
  2. Carl / April 27, 2010 at 15:27

    You make great points all around, and they are some of the reasons why I’m definitely on the pro-employee side of the argument. My wife and I are looking to start having kids, but since I haven’t payed into EI, any paternity leave I take will be (at least partially) unpaid. Since my wife has a job outside of academia, and therefore makes a lot more than I do as a postdoc, it’d be impossible for us to live off of EI + my salary for a year.
    Marianne, I do agree that it’s a bit contradictory for there to be such an emphasis on getting women into science, yet no consideration made for the fact that there is no support available to them should they decide to have kids. In fact until we started up the Postdoc Association here in Toronto, postdocs didn’t have access to child care or the family care office yet graduate students did (go figure that one out).

  3. Tanya / May 2, 2010 at 23:04

    Thank you for your excellent post. I am in exactly this position now: postdoc, pregnant, with no prospect of any maternity benefits and no right to any leave. My university’s policy on the matter is: we don’t have a policy, talk to your supervisor. What is this, the 1950s? I’m not aware of any other country that doesn’t consider postdocs to be employees. Now that the government has clarified that all postdoc income is taxable, I don’t think the universities have a leg to stand on in considering us trainees, and I’m tempted to sue them for back E.I. payments. Class action, anyone?

  4. Carl / May 3, 2010 at 15:57

    I think the class action suit is an interesting idea, but I don’t see it going anywhere. A recent letter from the CRA about the taxation of PDFs said that they tend to view us in the same category as apprentices (?!?), so there is precedent for us to fall into a category between students and employees.
    The idea of suing for EI benefits (and CPP benefits), I think, was already discussed in the Bekhor v. MNR case, where the tax court ruled that postdocs don’t qualify for CPP/EI because they have a student-type relationship with the university (it’s enough to give you a migraine!!)

  5. Tanya / May 3, 2010 at 17:13

    You raise some interesting points, thank you. I had not been aware of the very recent response from the CRA (available on, which I have now read. Indeed, they compare us to apprentices, articling students and medical residents. A quick search of the web suggests that apprentices are eligible for EI benefits (, as are medical residents; though neither of these sites is definitive. I found one private firm that suggests that articling students are also eligible for EI, but most firms’ sites I browsed didn’t mention it. Do you have any suggestions about where to get authoritative answers about EI eligibility for these kinds of income?
    I think that these comparisons (to apprentices, etc.) are now much more relevant than the comparison to students. Given the recent statements in the budget and in parliament that postdocs work and pay taxes, I feel that our circumstances have changed enough since Bekhor v. MNR that a legal challenge to our “trainee” status is worth considering. Of course, this would not be easy, and negotiation with the universities may be preferable, but it might be helpful to get legal advice and (depending on the feedback) let the universities know that legal action is an option.

§ TASK BRIEF
Why does Carl doubt that the class action suit Tanya proposes in the comment thread would go anywhere? Please answer in one to three sentences. The material comes from a separate source.

§ DATA LISTING
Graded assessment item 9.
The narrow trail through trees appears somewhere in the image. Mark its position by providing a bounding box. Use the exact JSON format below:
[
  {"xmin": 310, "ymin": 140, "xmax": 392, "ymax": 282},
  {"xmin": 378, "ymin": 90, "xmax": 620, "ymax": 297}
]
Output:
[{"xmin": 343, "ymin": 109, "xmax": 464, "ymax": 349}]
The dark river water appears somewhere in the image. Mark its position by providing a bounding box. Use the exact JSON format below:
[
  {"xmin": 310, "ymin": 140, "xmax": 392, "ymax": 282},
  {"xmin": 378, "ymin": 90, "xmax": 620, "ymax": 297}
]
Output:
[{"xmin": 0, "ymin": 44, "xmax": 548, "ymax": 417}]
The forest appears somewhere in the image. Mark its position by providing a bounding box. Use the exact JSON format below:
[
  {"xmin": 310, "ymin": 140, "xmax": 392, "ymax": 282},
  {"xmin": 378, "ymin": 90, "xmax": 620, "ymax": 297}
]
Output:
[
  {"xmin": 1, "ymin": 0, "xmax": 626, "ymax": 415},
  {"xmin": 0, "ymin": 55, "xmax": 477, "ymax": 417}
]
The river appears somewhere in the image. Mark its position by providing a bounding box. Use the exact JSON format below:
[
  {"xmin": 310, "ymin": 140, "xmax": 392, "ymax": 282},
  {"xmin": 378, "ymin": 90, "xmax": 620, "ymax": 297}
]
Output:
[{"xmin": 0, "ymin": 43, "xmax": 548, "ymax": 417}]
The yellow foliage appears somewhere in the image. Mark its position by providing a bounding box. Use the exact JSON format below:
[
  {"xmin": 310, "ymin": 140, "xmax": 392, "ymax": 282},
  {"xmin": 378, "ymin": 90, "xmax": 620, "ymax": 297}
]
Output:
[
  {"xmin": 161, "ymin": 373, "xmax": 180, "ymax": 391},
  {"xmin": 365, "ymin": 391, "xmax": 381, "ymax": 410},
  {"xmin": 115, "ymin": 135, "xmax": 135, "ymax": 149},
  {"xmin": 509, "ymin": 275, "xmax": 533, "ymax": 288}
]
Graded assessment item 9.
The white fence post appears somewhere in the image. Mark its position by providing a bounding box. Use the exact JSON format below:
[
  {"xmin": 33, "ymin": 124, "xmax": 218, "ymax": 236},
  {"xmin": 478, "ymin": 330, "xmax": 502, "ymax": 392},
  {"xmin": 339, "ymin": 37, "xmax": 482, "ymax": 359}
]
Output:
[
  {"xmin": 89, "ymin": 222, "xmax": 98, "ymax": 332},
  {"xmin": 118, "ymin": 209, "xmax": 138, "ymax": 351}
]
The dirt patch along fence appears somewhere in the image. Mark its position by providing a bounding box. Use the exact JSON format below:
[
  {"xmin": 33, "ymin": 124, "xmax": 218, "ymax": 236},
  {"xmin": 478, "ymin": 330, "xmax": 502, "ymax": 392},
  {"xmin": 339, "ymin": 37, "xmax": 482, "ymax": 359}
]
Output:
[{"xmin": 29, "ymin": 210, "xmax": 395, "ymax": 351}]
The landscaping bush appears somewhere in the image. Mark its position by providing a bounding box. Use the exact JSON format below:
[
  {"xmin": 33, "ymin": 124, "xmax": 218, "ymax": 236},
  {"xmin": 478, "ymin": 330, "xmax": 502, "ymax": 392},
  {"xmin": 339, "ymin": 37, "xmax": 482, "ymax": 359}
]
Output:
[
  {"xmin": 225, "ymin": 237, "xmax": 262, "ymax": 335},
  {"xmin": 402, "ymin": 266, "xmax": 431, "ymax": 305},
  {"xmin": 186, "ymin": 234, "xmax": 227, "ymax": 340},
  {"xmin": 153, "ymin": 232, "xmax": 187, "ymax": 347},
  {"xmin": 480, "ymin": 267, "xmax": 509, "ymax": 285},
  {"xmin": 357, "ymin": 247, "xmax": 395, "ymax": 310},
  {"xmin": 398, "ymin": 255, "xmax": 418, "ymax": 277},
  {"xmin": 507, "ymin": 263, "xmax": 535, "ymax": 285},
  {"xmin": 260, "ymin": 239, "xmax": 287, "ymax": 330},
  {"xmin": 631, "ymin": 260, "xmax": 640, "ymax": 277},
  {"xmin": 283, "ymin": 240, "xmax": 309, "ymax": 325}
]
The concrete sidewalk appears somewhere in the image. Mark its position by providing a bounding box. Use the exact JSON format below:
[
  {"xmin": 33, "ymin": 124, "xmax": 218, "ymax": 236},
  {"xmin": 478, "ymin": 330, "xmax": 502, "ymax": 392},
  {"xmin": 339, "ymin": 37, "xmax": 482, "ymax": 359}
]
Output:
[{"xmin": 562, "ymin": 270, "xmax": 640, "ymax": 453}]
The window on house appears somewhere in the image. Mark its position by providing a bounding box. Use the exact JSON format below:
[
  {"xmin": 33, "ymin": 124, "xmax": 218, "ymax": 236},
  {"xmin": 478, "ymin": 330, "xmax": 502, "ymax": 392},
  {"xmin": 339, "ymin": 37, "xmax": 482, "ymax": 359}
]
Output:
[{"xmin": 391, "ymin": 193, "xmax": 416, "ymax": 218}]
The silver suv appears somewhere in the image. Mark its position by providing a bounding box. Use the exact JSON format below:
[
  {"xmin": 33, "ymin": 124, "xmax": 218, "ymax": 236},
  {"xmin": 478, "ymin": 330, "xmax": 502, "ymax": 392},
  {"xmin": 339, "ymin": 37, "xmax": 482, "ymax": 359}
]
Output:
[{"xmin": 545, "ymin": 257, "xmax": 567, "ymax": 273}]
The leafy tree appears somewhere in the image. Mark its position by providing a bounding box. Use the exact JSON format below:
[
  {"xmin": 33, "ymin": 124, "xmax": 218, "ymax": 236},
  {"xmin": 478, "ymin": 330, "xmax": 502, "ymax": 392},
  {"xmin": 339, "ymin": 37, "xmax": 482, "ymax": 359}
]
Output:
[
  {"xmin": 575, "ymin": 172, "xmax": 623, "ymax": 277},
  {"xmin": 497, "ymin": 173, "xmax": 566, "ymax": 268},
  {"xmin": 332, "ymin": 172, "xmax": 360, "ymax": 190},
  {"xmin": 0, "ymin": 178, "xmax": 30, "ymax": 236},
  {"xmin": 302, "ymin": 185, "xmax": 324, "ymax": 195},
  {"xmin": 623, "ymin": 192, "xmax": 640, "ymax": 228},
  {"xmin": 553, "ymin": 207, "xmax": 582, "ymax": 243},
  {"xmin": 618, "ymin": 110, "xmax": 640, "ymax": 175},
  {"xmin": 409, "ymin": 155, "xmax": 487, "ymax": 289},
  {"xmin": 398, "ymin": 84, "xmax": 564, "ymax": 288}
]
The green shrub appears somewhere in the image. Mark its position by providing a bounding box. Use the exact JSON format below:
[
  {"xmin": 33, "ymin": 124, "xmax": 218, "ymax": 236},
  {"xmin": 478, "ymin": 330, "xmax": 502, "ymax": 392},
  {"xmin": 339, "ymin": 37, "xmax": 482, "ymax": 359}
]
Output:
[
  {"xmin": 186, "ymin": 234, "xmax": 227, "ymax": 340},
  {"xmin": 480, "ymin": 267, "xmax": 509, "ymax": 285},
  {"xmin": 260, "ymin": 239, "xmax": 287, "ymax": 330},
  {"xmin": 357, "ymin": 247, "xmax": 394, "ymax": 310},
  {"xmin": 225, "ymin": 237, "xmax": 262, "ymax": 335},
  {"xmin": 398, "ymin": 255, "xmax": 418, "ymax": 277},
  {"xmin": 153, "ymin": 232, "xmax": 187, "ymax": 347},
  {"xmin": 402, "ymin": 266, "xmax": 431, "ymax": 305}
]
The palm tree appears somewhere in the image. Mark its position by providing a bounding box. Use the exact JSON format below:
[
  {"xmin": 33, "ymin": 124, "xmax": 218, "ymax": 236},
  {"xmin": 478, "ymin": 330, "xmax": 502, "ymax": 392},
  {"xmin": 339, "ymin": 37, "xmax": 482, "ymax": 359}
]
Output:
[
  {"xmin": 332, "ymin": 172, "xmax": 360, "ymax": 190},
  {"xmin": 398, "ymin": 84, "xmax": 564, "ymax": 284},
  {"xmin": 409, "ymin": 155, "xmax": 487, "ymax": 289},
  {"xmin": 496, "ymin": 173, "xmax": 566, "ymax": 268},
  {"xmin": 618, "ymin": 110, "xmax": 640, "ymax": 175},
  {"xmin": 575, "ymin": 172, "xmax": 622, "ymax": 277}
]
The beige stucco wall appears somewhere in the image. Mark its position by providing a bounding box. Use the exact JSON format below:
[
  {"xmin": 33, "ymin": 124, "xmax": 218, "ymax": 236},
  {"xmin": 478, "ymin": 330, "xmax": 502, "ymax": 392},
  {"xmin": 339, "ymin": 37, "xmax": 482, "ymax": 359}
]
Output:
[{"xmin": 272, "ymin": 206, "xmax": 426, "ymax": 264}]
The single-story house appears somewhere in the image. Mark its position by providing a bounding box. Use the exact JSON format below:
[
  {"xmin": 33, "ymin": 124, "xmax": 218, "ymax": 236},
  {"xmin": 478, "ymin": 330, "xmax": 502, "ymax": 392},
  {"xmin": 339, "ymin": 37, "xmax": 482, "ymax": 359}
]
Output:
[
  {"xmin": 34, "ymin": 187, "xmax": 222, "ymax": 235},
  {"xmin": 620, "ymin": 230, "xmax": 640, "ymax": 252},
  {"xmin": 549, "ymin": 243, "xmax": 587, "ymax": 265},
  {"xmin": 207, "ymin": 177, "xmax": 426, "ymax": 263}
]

§ OUTPUT BELOW
He points to a recent CRA letter on the taxation of PDFs that places postdocs in the same category as apprentices, which sets a precedent for a category between students and employees. He also notes that suing for EI and CPP benefits was already taken up in Bekhor v. MNR. In that case the tax court ruled that postdocs don't qualify because they have a student-type relationship with the university.